Any function of the form fun X y => ∀ x ∈ X, P x y is anti-additive in X.

npComparative and sComparative (@cite{hoeksema-1983}) instantiate this with P x y := μ x < μ y and P d y := d < μ y respectively.

theorem Semantics.Entailment.AntiAdditivity.pnot_isAntiAdditive : IsAntiAdditive pnot

Negation is anti-additive.

theorem Semantics.Entailment.AntiAdditivity.pnot_distributes_and (p q : Set World) (w : World) : pnot (pand p q) w ↔ pnot p w ∨ pnot q w

Negation satisfies the conjunction-to-disjunction property.

theorem Semantics.Entailment.AntiAdditivity.pnot_isAntiMorphic : IsAntiMorphic pnot

Negation is anti-morphic.

def Semantics.Entailment.AntiAdditivity.no' (restr scope : Set World) : Set World

"No A is B" = ∀x. A(x) → ¬B(x).

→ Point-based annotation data
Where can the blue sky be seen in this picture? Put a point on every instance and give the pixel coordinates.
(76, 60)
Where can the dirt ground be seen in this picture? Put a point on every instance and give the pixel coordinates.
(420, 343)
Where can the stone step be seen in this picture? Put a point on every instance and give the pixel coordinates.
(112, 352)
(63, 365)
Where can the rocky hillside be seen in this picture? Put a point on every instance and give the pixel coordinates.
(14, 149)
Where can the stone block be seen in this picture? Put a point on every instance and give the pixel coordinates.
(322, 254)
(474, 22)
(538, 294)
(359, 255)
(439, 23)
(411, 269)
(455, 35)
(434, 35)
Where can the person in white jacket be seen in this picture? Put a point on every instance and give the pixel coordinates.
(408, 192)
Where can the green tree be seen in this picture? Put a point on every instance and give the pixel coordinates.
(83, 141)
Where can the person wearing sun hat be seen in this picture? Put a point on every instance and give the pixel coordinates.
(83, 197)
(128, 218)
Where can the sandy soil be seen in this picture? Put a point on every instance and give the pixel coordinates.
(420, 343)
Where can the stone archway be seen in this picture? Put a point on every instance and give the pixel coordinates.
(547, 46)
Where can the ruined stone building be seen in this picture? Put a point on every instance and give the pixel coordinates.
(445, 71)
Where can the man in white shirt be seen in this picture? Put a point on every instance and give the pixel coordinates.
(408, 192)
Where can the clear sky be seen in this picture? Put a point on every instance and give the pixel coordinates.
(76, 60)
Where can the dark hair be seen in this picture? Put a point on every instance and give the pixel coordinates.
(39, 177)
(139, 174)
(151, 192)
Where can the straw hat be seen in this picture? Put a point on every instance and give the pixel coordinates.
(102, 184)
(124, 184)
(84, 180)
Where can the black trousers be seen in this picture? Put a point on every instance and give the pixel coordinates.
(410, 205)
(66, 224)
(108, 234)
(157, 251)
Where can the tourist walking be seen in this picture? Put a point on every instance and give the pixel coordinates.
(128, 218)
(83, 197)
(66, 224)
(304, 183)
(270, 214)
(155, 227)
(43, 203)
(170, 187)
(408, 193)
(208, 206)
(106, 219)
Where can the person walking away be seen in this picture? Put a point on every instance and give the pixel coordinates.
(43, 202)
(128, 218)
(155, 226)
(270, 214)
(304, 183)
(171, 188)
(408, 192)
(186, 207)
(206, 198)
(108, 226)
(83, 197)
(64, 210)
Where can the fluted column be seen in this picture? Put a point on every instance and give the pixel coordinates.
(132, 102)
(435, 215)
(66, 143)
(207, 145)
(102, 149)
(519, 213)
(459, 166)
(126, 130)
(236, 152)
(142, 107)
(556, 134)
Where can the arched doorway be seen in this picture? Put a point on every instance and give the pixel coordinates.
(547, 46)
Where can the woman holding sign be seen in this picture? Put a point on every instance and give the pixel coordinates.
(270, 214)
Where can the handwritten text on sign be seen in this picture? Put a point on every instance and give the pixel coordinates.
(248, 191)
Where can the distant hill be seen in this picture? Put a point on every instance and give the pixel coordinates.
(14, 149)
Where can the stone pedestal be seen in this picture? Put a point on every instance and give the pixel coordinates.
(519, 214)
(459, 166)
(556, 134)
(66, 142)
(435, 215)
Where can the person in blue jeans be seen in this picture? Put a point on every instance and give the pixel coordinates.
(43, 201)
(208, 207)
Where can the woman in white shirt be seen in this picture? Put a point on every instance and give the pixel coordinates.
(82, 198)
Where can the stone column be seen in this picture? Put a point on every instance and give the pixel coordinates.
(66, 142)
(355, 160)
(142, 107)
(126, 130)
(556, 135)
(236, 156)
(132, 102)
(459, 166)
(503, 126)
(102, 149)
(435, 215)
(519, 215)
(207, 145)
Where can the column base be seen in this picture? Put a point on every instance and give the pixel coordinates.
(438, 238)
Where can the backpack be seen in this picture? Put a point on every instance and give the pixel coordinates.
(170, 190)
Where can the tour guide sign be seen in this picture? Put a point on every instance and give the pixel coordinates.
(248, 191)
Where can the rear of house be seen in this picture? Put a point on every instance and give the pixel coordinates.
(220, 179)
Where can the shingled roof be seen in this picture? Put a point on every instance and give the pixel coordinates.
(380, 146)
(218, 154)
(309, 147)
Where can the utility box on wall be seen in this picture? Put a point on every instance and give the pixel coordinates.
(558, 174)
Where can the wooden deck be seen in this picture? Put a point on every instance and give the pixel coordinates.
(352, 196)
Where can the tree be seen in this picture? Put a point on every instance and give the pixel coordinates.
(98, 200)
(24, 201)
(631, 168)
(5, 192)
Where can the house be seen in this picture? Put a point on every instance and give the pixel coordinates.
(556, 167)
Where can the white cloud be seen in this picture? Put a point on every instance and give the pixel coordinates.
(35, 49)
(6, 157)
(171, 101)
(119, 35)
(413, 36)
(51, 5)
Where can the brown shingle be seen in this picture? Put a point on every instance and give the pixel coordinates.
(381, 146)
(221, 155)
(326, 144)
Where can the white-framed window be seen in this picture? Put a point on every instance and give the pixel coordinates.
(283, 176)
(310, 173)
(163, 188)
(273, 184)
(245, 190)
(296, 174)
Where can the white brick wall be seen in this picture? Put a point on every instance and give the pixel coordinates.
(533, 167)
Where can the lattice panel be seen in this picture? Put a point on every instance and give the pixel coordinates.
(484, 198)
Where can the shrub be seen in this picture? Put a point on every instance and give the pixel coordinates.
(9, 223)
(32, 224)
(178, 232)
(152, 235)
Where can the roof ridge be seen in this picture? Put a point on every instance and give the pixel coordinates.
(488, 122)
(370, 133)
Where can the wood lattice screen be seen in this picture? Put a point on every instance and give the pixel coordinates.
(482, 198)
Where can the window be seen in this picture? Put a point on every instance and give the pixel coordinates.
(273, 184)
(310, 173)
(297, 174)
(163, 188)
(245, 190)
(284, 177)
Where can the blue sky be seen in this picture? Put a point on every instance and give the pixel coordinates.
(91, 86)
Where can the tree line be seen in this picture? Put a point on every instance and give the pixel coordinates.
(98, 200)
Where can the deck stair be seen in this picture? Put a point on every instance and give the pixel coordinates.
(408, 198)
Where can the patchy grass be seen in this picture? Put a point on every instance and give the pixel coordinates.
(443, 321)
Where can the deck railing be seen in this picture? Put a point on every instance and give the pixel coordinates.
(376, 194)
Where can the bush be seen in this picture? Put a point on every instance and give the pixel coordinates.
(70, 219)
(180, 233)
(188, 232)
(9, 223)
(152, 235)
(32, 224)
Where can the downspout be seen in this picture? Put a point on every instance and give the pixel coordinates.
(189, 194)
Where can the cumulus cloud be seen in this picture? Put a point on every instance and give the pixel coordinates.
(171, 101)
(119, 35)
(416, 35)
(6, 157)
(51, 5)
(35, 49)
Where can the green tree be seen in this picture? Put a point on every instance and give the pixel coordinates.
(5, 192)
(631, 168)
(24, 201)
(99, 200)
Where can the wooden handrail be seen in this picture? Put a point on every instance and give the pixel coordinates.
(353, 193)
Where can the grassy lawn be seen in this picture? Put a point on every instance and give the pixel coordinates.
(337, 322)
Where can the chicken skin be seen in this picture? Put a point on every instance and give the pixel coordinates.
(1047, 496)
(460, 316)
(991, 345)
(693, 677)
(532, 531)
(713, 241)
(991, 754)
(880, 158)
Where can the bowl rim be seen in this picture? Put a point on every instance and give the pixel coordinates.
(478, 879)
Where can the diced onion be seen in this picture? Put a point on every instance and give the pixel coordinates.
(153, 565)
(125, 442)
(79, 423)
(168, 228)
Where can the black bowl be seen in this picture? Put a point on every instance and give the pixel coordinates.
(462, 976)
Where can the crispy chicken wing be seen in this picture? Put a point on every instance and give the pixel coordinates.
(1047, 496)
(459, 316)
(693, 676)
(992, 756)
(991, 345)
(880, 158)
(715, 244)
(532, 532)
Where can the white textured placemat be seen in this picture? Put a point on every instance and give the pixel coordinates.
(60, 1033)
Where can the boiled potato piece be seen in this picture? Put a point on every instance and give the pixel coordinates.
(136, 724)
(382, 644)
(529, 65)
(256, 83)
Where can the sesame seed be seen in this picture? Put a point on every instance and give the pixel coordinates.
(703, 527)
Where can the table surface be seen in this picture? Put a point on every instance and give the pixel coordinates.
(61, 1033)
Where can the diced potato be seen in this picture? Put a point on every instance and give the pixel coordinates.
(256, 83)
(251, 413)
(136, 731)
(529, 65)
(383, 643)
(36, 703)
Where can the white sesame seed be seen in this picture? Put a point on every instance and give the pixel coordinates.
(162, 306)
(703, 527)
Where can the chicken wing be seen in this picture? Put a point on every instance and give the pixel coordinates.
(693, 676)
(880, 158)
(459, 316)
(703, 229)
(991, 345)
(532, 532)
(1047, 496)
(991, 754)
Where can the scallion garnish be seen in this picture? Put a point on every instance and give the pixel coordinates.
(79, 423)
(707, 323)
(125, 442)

→ BRIEF A
Using the anti-additivity text, decide whether each statement agrees with it. Answer yes or no and quote the words of the text that decide it.
(i) Negation is anti-morphic.
(ii) npComparative instantiates the pattern with P d y := d < μ y.
(iii) Negation satisfies the disjunction-to-conjunction property.
→ BRIEF B
Answer these questions from the anti-additivity text, one answer per line.
(i) What formula is given for "No A is B"?
(ii) Which citation accompanies npComparative and sComparative?
(iii) What are the two arguments of no', and what type do they have?
→ BRIEF C
Continue the anti-additivity text after its final line.

→ EXERCISE OUTPUT A
(i) Yes: "Negation is anti-morphic."
(ii) No: "npComparative and sComparative (@cite{hoeksema-1983}) instantiate this with P x y := μ x < μ y and P d y := d < μ y respectively."
(iii) No: "Negation satisfies the conjunction-to-disjunction property."

→ EXERCISE OUTPUT B
(i) ∀x. A(x) → ¬B(x)
(ii) @cite{hoeksema-1983}
(iii) restr and scope, both of type Set World

→ EXERCISE OUTPUT C
Equations

• Semantics.Entailment.AntiAdditivity.no' restr scope x✝ = ∀ x ∈ Semantics.Entailment.allWorlds, ¬(restr x ∧ scope x)

def Semantics.Entailment.AntiAdditivity.no_student : Set World → Set World

"No student ___" with fixed restrictor.

Equations

• Semantics.Entailment.AntiAdditivity.no_student = Semantics.Entailment.AntiAdditivity.no' Semantics.Entailment.p01

theorem Semantics.Entailment.AntiAdditivity.no_isAntiAdditive_scope : IsAntiAdditive no_student

"No" is anti-additive in scope.

theorem Semantics.Entailment.AntiAdditivity.no_isDE_scope : Polarity.IsDE no_student

"No" is DE in scope.

def Semantics.Entailment.AntiAdditivity.atMost (n : ℕ) (restr scope : Set World) : Prop

"At most n A's are B" - true if at most n worlds satisfy both. Uses an existential over a sublist witness so the def is decidable only when the predicates are decidable, but stays in Prop.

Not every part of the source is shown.